- [Activity]
Transcribe each line below without altering anything.

- [Given information]

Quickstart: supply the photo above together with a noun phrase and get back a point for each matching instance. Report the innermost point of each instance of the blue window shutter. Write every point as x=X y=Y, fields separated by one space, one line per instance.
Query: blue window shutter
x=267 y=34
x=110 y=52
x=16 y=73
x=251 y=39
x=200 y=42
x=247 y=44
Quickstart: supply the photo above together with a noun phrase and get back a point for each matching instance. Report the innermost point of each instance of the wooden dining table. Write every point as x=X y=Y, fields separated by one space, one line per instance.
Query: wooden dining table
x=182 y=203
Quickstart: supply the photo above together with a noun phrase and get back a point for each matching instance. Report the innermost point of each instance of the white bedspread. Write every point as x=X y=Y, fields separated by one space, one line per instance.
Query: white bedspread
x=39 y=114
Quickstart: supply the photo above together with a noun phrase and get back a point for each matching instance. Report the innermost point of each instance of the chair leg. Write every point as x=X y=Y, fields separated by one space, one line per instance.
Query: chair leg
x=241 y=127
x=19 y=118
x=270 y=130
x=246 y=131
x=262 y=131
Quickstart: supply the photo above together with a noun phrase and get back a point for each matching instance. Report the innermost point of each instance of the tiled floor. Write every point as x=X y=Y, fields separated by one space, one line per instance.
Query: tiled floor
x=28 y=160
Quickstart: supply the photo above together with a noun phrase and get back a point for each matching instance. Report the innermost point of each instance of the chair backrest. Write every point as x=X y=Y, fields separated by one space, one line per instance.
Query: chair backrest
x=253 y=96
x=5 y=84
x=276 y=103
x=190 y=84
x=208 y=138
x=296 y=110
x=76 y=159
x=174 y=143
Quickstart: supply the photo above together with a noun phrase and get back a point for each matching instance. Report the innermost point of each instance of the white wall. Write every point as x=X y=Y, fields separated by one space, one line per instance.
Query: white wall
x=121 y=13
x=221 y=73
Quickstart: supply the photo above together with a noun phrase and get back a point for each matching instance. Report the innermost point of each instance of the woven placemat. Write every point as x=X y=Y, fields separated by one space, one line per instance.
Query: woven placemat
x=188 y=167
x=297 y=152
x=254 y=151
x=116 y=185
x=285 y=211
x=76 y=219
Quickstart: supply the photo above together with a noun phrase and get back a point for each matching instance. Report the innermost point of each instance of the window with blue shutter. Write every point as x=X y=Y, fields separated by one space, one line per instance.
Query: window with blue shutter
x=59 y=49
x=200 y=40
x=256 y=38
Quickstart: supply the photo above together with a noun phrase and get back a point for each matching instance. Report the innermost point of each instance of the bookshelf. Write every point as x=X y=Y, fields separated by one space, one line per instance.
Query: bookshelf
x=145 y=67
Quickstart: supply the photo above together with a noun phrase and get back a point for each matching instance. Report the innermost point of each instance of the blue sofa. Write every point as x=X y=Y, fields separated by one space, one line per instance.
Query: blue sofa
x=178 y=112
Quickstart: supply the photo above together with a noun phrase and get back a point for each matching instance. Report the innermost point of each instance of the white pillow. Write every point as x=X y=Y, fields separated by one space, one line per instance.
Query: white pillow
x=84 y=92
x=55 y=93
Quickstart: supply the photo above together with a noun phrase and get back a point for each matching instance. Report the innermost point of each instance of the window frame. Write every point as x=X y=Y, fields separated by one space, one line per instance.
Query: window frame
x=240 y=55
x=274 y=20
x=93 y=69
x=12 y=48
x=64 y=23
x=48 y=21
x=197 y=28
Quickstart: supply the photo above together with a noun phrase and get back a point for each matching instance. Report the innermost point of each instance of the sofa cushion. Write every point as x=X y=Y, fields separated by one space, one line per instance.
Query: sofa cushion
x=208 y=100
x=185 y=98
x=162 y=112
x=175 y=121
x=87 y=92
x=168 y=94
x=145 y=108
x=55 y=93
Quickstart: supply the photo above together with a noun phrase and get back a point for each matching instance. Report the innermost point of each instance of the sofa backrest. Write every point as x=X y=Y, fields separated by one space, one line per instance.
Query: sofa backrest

- [Exercise output]
Quickstart: supply the photo above together with a noun phrase and get back a point for each matching instance. Report the innermost point of each instance of the blue window shutter. Write every point as x=X y=Y, fields separated by one space, one line per instance.
Query: blue window shutter
x=267 y=34
x=110 y=52
x=16 y=73
x=251 y=39
x=200 y=42
x=247 y=44
Quickstart: supply the photo above together with a noun phrase and get back a point for each matching instance. Report the innermost point of each instance of the wooden dining table. Write every point as x=X y=Y, fields separated by one space, one line per instance.
Query: wooden dining table
x=182 y=203
Quickstart: supply the photo above together with a noun phrase and get back a point for each matching instance. Report the innermost point of each instance of the white bedspread. Write every point as x=X y=Y, fields separated by one space, one line per instance.
Query: white bedspread
x=39 y=114
Quickstart: supply the photo above together with a noun phrase and get back a point for each matching instance. Report the innermost point of each instance of the chair leg. Write every point as x=X y=Y, fields separated by one space, one line per instance.
Query: chair leg
x=241 y=127
x=19 y=118
x=270 y=130
x=246 y=131
x=262 y=131
Quickstart: supply the photo above together with a noun phrase and get back a point for each matching instance. Report the innermost point of each instance of the tiled floor. Write every point as x=X y=Y, fields separated by one space, one line per instance.
Query: tiled floor
x=28 y=160
Quickstart: supply the photo above together with a noun phrase and get back a point for each matching instance. Report the innermost point of each instance of the chair backrest. Write every point as x=X y=Y, fields separated by one space, one line per instance.
Query: chair backrest
x=253 y=96
x=5 y=84
x=276 y=103
x=190 y=84
x=208 y=138
x=296 y=110
x=76 y=159
x=174 y=143
Quickstart: supply the photo above together with a noun phrase and get back a point for each matching instance. Report the innermost point of each instance of the white wall. Write every point as x=X y=Y, fields separated by one space, one line per instance.
Query: white wall
x=121 y=13
x=221 y=73
Quickstart: supply the photo above together with a noun phrase and get back a point for each matching instance. Report the innermost point of each instance of the woven placemat. Write every point as x=X y=Y, fields separated by one space, one line per instance.
Query: woven placemat
x=188 y=167
x=297 y=152
x=254 y=151
x=116 y=185
x=285 y=211
x=76 y=219
Quickstart: supply the photo above together with a noun phrase and get back a point for each matching instance. Report the innermost point of each instance of the window with blue shutter. Write every point as x=X y=Y, fields separated by one space, one line per instance.
Query: window with blue shutter
x=59 y=49
x=200 y=40
x=256 y=38
Quickstart: supply the photo above together with a noun phrase and get back a point for each matching instance. Report the innermost point of each instance of the bookshelf. Write every point as x=X y=Y, fields separated by one space, one line per instance.
Query: bookshelf
x=145 y=67
Quickstart: supply the photo above together with a noun phrase and get back a point for each matching instance. Report the innermost point of each instance of the blue sofa. Write every point as x=X y=Y, fields separated by one space, one line per instance.
Query: blue sofa
x=178 y=112
Quickstart: supply the photo above together with a noun phrase and get back a point for each matching instance. Report the innermost point of each instance of the white pillow. Write every point as x=X y=Y, fields separated by one space, one line per instance.
Query: white pillow
x=84 y=92
x=55 y=93
Quickstart: supply the photo above together with a noun phrase and get back a point for each matching instance. Report the innermost point of each instance of the window frame. Write every point as x=X y=Y, fields separated by one space, one line per instance.
Query: window frame
x=240 y=55
x=274 y=20
x=93 y=69
x=12 y=48
x=64 y=23
x=48 y=21
x=197 y=28
Quickstart: supply the photo above together with a noun phrase and get back a point for each matching instance. Report the innermost point of each instance of the sofa cushion. Write every point as x=X y=Y, fields separated by one space, one line per instance.
Query: sofa cushion
x=208 y=100
x=185 y=98
x=162 y=112
x=175 y=121
x=87 y=92
x=168 y=94
x=145 y=108
x=55 y=93
Quickstart: supply the photo above together with a noun phrase and get back a point for each matching instance. Report the innermost point of each instance of the sofa backrest. Write every point as x=X y=Y, fields separated by one space, one line per instance.
Query: sofa backrest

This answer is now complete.